# [Article]

* * * * *

Of course, in a way I think it’s great that he wants to play with us and he makes up his own games.  But at the same time, when we’re trying to work on getting him to go in the crate or let us put jesses on him, it’s not very conducive to a productive training session if he’s constantly trying to play tag with us.  So, now we’ve changed up our strategy a bit—we hold our ground when he starts to play his games, pushing his head away with the target stick and reminding him that we’re bigger than him and he is not the dominant one.

* * * * *

# [Material]
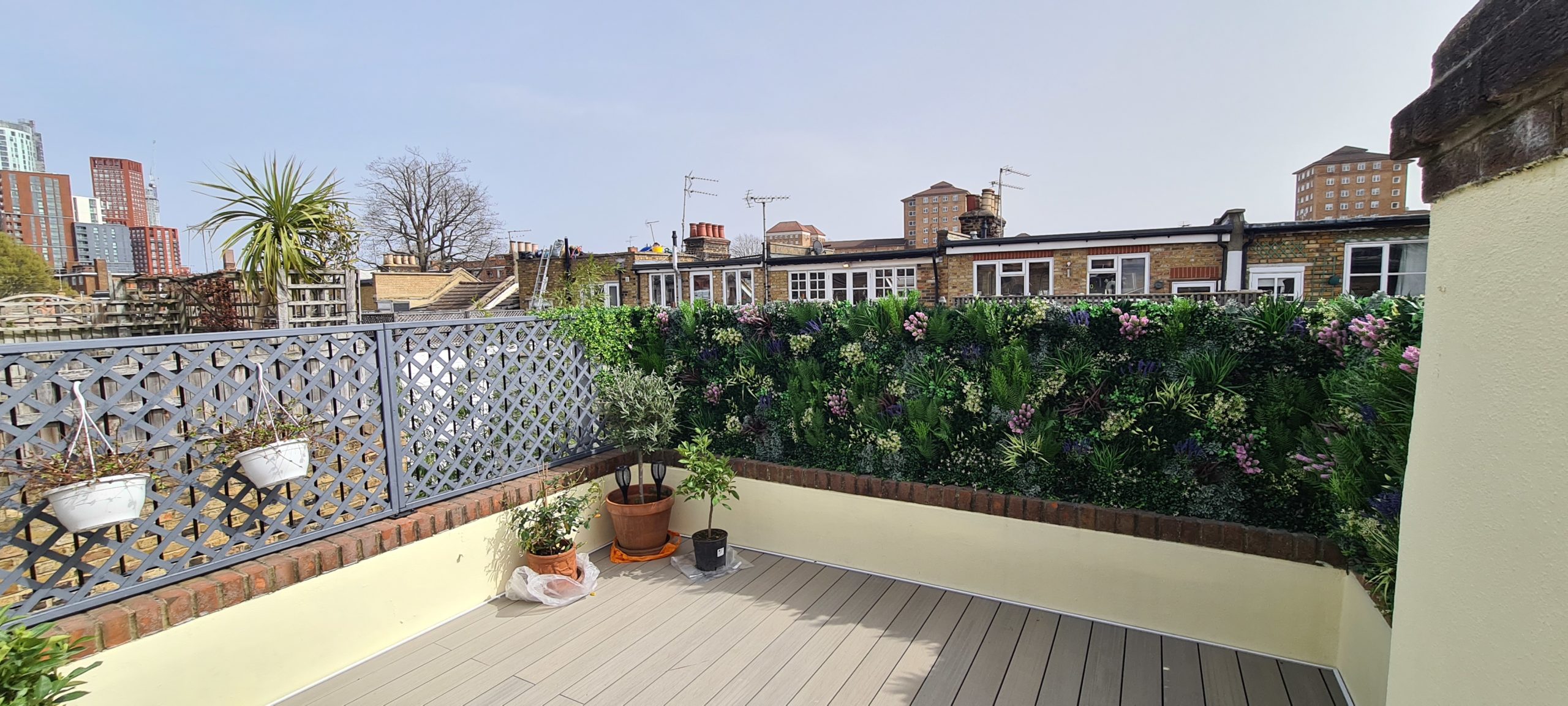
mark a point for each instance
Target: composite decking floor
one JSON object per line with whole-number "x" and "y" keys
{"x": 796, "y": 632}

* * * * *

# [Written request]
List every piece of equipment that the training passage mentions.

# [Problem solution]
crate
jesses
target stick